▸ **WORK INSTRUCTIONS**:
[A] In the notes on music by Mendelssohn, Reimann, and Schumann, who is Aribert Reimann a direct descendant of?
[B] Please write a continuation of the notes on music by Mendelssohn, Reimann, and Schumann, picking up after their final sentence.

▸ **SELECTED EXTRACT**:
"""

Music of Mendelssohn, Reimann, and Schumann

Composer Robert Schumann frequently felt that the music of Felix Mendelssohn is filled with what Schumann envied as “ease” or “facility”. Schumann’s String Quartet no.1 in E flat major was written in the late summer of 1829, when the composer was not yet 20. There is a kind of cross-fertilization between the attention to detail and fresh approach taken by the Schumann Quartet and the modernity of the almost youthful Mendelssohn; the result is featured in the amazing joy of music-making in the fourth movement. Schumann and Mendelssohn provide the framework into which Aribert Reimann then sets “his” Schumann tribute.

Reimann is one of today’s most successful composers and is linked to the composer of the Romantic era born in Zwickau, Saxony, by more than music. He is in fact a direct descendant of the physician who treated Schumann at the psychiatric hospital in Endenich and has therefore had access to the patient file detailing the precarious balance of Schumann’s emotional state. His attitude to Schumann is therefore a reflection of those impressions. The ‘Adagio zum Gedenken an Robert Schumann’ (Adagio to the memory of Robert Schumann) based on two unfinished chorales without words was composed as a result of intensive and personal cooperation between the performing quartet and Reimann.

"""

▸ **RECORDS**:
"""

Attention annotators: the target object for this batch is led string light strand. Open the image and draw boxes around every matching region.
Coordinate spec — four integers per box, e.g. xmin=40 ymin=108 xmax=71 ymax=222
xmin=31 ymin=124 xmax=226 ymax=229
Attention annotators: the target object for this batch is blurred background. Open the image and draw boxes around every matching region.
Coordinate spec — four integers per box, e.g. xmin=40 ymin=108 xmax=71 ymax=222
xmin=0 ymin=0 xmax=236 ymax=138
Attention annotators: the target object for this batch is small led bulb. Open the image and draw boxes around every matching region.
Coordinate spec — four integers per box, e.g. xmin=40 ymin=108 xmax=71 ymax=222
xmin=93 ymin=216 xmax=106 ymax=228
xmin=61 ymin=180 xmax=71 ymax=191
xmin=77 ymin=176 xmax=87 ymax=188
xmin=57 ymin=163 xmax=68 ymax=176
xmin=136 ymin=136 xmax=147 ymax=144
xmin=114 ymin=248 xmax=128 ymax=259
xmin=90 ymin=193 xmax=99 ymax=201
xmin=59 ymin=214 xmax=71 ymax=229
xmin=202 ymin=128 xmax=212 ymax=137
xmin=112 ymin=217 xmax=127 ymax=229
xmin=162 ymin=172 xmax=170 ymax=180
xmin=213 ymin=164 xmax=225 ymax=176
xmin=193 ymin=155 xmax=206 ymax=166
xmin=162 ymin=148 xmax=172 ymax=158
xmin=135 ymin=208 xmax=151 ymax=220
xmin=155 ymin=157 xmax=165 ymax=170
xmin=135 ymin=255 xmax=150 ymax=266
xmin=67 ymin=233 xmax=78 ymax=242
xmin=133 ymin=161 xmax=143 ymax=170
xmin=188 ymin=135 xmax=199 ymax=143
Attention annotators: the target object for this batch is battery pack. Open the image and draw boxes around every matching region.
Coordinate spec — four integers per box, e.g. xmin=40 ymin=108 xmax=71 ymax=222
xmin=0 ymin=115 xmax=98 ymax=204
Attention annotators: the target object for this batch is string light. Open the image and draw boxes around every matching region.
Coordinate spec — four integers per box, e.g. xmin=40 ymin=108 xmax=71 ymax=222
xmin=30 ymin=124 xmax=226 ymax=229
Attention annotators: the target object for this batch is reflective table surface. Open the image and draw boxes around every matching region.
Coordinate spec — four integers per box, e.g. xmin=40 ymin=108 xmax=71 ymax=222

"""

▸ **TASK-BY-TASK ANSWERS**:
[A] The physician who treated Schumann at the psychiatric hospital in Endenich.

[B]
In Reimann’s arrangement of the 6 Gesänge op.107, the ensemble succeeds in fulfilling Schumann’s wish for an “additional, fully-formed accompanying instrument”. Reimann’s skill in handling the original brings out the fine features and nuances of the lyrics. The quartet and the singer complement each other so effortlessly that the unusual combination sounds like a quintet that has been working together for many years.